◆ **Job a**:
Pull out each line in the rows below that contains the word "white".

━━━━━━━━━━

The company behind Keswick’s famous Ye Olde Friars chocolate shop has guaranteed itself a sweet future through booming online sales and sustainable rebranding.
The store has been a feature of Main Street since 1927 and Michael Webster, who runs Friars with his brother Richard, said that since the company moved online in 2010, it has not looked back.
He said: “The biggest part of what we do now is the online business.
“We sell 40 tonnes of chocolate a year, including more than 5,000 chocolate Santas and four tonnes of chocolate buttons.
“We’ve also provided corporate gifts to Loreal, Google, KPMG, ASOS and many more.”
As Friars expands, Michael said staff were working to improve the sustainability of the brand. They are now making their own range of vegan chocolates and are moving over to biodegradable packaging.
“We used to go through hundreds and thousands of little plastic bags for chocolates each year,” he said.
“Now we’re using bags made of plant-based plastic which is easily broken down in your compost heap at home. Our own brand chocolate boxes are all recyclable too.”
The traditional shop has been a favourite destination for visitors to Keswick since it was opened by Michael’s great uncle in 1927. Ironically, the company was born out of a family feud.
“My grandmother’s brother opened the shop because he had a fallout with his dad and sacked him off,” explained Michael. “His dad had a shop on Main Street, too, which sold fruit and vegetables and my great uncle wanted to go his own way.
“My grandmother took Ye Olde Friars on after her brother died, and then my parents, John and Gina, and then my brother and me.
“Richard and I own the business now with my parents, but we run it from day to day. My parents are still very interested and involved though.”
Ye Olde Friars’ traditional Bavarian look is inspired by Michael’s mother.
“She is from Berlin originally and we know that traditional chocolate shops do really well in Germany,” said Michael.
The chocolates which Friars do not make themselves are also sourced from Germany.
“We go to a trade fair in Cologne every year where you can get anything and everything when it comes to chocolates and sweets. We try absolutely everything we sell ourselves,” said Michael.
“My brother and I, and our staff at Friars kitchen, select the chocolates. We trust their tastebuds and we don’t like to sell anything we wouldn’t pay for ourselves.”
Friars also likes to choose chocolates which are a little bit different. Flavour is top priority, so Michael said that even for subtle tastes like gin, customers should be able to recognise the gin straight away.
“Sometimes people are left wondering what the chocolate tastes of and that’s a bit rubbish. We think chocolates should be what they say they are on the tin,” he said.
Real cherry liqueurs are Ye Olde Friars’ most popular offering in Keswick.
“We take a real cherry, surround it with a brandy liqueur and coat it in dark chocolate,” said Michael. “When you bite into it, the liqueur just pours out. They’re delicious.”

━━━━━━━━━━

◆ **Job b**:
Repeat word for word the part of the chocolate shop article above that opens with the words containing "The traditional shop" and closes with "a family feud.".

(Extracted records)

━━━━━━━━━━

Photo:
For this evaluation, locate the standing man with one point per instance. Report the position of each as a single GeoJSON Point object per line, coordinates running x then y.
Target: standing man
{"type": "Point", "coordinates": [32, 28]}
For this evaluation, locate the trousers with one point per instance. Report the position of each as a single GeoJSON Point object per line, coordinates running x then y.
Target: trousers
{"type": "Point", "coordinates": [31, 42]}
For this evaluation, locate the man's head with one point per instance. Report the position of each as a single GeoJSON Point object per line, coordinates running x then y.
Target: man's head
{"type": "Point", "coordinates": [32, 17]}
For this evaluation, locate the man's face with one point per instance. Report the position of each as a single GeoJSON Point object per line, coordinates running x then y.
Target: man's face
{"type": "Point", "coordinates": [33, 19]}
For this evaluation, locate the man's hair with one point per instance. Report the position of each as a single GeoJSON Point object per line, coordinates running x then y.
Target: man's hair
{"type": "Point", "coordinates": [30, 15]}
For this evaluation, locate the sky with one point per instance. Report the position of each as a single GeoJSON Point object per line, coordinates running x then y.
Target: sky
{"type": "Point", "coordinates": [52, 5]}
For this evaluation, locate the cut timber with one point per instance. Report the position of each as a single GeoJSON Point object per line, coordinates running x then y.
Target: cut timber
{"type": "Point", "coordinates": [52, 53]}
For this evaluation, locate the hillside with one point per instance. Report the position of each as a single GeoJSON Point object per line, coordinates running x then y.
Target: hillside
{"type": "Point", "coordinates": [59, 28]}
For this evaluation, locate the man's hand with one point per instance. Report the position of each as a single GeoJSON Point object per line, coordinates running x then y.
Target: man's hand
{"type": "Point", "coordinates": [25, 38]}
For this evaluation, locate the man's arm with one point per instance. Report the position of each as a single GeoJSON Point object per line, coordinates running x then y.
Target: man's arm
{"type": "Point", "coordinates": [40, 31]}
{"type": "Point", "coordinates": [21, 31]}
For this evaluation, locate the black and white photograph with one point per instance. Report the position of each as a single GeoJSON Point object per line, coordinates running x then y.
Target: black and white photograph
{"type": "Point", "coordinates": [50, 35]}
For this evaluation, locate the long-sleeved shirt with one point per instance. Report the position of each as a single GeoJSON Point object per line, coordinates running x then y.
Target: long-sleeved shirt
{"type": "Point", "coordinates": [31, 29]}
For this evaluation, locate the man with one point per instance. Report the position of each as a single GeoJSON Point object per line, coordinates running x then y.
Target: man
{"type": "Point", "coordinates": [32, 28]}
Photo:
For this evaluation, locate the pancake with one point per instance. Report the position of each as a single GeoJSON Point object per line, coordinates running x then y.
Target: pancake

━━━━━━━━━━

◆ **Final result a**:
For this evaluation, locate the black and white photograph with one point per instance. Report the position of each as a single GeoJSON Point object per line, coordinates running x then y.
Target: black and white photograph

◆ **Final result b**:
The traditional shop has been a favourite destination for visitors to Keswick since it was opened by Michael’s great uncle in 1927. Ironically, the company was born out of a family feud.